PAGE EXTRACT:
___

Club100 goes Carbon Neutral

As of 1st January 2023, the CO2 emissions from every lap completed in a Club100 kart will now be offset via carbon offsetting programmes partnered with leading institutions such as the University of Oxford.


We believe that we all have our part to play in limiting our CO2 emissions where possible and it has been a long-term goal of Club100 to take its responsibility to the planet seriously. 

In fact, Club100 is already one of the most effective ways to race in high performance karts while keeping emissions to a minimum. The Club100 fleet of karts is used by more than 2300 people instead of each of those people owning, maintaining and transporting their own kart to events. The tyres used are endurance tyres that last as long as possible before being recycled. There is an economy of scale that applies to Club100 that helps to keep the environmental impact of running motorsport events to a minimum for more than 2300+ people each year.

It is now time to go one step further and offset the CO2 emissions generated from each and every lap completed in a Club100 kart and the emissions from the transport of our kart fleet to and from every event.


Club100 have teamed up with a company called Wren, a company that specialises in the offsetting of CO2 emissions for both individuals and businesses. 

Wren provide tools to help individuals and businesses calculate and then pay for the offsetting of their CO2 emissions. Wren’s projects are backed by leading institutions such as the University of Oxford, the Verified Carbon Standard and the Gold Standard in Climate Security and Sustainable Development.

We have calculated that Club100 emitted 164 tonnes of CO2 in 2022. How does that compare?

Club100’s C02 Emissions

For the 2022 season we recorded the number of litres of fuel the karts used over the course of the racing year. We also did the same for all of our staff as they travel to and from the Club100 / BUKC events. We came to a figure of 71,168 litres of petrol were used over the course of the 2022 season. Each litre of petrol emits 2.31kg of C02 per litre of petrol consumed (on average). This works out as 164,398KG of CO2 emissions, i.e. 164.4 tonnes of CO2.

___

INSTRUCTION 1:
In the Club100 carbon neutral article, what company has Club100 teamed up with to offset its CO2 emissions?
INSTRUCTION 2:
Continue the Club100 carbon neutral article, picking up after its final sentence.
The lines after this are not needed.

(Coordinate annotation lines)
___

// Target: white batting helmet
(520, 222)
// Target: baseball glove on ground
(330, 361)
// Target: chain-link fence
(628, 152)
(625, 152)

___

REPLY 1:
Wren

REPLY 2:
Should Club100 operate at all?

Of course it should. Nearly all activities these days require some kind of energy expenditure and you would be surprised about the CO2 emissions associated with every day luxuries such as drinking a pint of beer or a cup of coffee.

Check out this infographic below which shows the equivalent CO2 emissions produced by a whole host of activities:

infographic CO2 Club100 Page 1
infographic CO2 Club100 Page 2

Do we want to live in a world where there is no fun? Of course not. Can we play our part in reducing emissions? Absolutely, it’s the right thing to do.

Why not battery power?

Right now the energy density of batteries are simply not high enough to work for a company such as Club100 where our karts often have to run up to an hour before needing to be refuelled.

We have calculated that if we were able to use batteries to power the Club100 fleet, even when taking into account the efficiency of internal combustion engines vs batteries, the batteries alone would weigh over 125KG to give each kart enough power to last more than an hour of constant use. Compare this to 7.3kg of petrol required to power a Club100 kart for over an hour, it simply wouldn’t be possible to add that much weight to a Club100 kart without turning them into tanks and that is before we even consider the safety implications of carrying such a huge amount of additional weight.

Furthermore, we would need at least 3 fleets of karts (possible 4); while one is racing, the others would be charging and the economics of such a setup simply do not stack up. Currently, UK kart circuits do not have the facilities to provide such large electricity demands without resorting to using giant diesel generators. Battery technology is improving but at the moment, not at a fast enough rate.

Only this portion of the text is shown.